→ WRITTEN EXERCISE: Write out each line of the material below as a numbered list, leaving out any blank lines.

→ TASK DATA:
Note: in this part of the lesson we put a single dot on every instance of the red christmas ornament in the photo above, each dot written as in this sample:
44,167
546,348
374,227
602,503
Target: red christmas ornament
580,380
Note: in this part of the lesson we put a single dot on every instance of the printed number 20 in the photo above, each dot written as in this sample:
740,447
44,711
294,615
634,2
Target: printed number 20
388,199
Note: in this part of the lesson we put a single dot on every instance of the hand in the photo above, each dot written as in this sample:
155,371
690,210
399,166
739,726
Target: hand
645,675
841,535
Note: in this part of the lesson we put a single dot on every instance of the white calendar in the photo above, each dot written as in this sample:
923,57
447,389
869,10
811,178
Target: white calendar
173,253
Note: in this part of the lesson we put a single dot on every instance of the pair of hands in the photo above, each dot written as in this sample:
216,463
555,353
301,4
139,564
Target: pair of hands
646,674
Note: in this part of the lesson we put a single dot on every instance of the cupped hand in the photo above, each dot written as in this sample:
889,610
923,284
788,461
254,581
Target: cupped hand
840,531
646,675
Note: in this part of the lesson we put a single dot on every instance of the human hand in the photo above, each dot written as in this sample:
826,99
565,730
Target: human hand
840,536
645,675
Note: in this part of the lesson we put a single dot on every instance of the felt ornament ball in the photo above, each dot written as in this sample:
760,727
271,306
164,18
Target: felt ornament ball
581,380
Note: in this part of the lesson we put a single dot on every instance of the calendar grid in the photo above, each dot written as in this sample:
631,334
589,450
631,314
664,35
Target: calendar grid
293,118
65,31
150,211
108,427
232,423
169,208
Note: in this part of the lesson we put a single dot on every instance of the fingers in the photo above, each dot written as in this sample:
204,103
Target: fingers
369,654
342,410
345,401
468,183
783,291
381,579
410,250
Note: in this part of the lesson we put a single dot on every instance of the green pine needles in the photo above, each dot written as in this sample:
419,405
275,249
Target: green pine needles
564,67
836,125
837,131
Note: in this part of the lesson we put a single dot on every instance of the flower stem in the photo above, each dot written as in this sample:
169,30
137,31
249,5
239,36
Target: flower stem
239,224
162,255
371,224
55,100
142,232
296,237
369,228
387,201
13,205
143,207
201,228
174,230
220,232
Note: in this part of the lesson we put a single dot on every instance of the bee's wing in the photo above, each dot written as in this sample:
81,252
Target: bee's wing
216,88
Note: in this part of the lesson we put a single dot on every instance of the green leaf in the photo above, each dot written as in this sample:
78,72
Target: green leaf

→ TASK OUTPUT:
1. Note: in this part of the lesson we put a single dot on every instance of the red christmas ornament in the photo above, each dot written as in this sample:
2. 44,167
3. 546,348
4. 374,227
5. 602,503
6. Target: red christmas ornament
7. 580,380
8. Note: in this part of the lesson we put a single dot on every instance of the printed number 20 in the photo above, each dot written as in this sample:
9. 740,447
10. 44,711
11. 294,615
12. 634,2
13. Target: printed number 20
14. 388,199
15. Note: in this part of the lesson we put a single dot on every instance of the hand in the photo above, each dot written as in this sample:
16. 155,371
17. 690,210
18. 399,166
19. 739,726
20. Target: hand
21. 645,675
22. 841,535
23. Note: in this part of the lesson we put a single dot on every instance of the white calendar in the photo above, each dot written as in this sample:
24. 923,57
25. 447,389
26. 869,10
27. 811,178
28. Target: white calendar
29. 173,253
30. Note: in this part of the lesson we put a single dot on every instance of the pair of hands in the photo above, each dot written as in this sample:
31. 216,463
32. 555,353
33. 301,4
34. 139,564
35. Target: pair of hands
36. 646,674
37. Note: in this part of the lesson we put a single dot on every instance of the cupped hand in the photo above, each dot written as in this sample:
38. 889,610
39. 923,284
40. 788,461
41. 254,581
42. Target: cupped hand
43. 840,531
44. 646,675
45. Note: in this part of the lesson we put a single dot on every instance of the human hand in the photo above, each dot written as in this sample:
46. 826,99
47. 565,730
48. Target: human hand
49. 840,536
50. 645,675
51. Note: in this part of the lesson we put a single dot on every instance of the felt ornament ball in the photo above, each dot written as in this sample:
52. 760,727
53. 271,306
54. 164,18
55. Target: felt ornament ball
56. 581,380
57. Note: in this part of the lesson we put a single dot on every instance of the calendar grid in the photo above, each dot written as in this sample:
58. 631,334
59. 589,450
60. 631,314
61. 664,35
62. Target: calendar grid
63. 293,118
64. 65,31
65. 150,211
66. 108,427
67. 232,423
68. 169,208
69. Note: in this part of the lesson we put a single dot on every instance of the fingers in the photo above, each dot written as in this sample:
70. 204,103
71. Target: fingers
72. 369,654
73. 342,410
74. 345,401
75. 468,183
76. 783,291
77. 381,579
78. 410,250
79. Note: in this part of the lesson we put a single dot on every instance of the green pine needles in the photo above, each dot written as in this sample:
80. 419,405
81. 275,249
82. Target: green pine needles
83. 564,67
84. 836,125
85. 837,131
86. Note: in this part of the lesson we put a single dot on every instance of the flower stem in the photo above, each dot written as in this sample:
87. 169,30
88. 137,31
89. 249,5
90. 239,36
91. Target: flower stem
92. 239,224
93. 162,255
94. 371,224
95. 55,100
96. 142,232
97. 296,237
98. 369,228
99. 387,201
100. 13,205
101. 143,207
102. 201,228
103. 174,230
104. 220,232
105. Note: in this part of the lesson we put a single dot on every instance of the bee's wing in the photo above, each dot written as in this sample:
106. 81,252
107. Target: bee's wing
108. 216,88
109. Note: in this part of the lesson we put a single dot on every instance of the green leaf in the photo above, each dot written as in this sample:
110. 78,72
111. Target: green leaf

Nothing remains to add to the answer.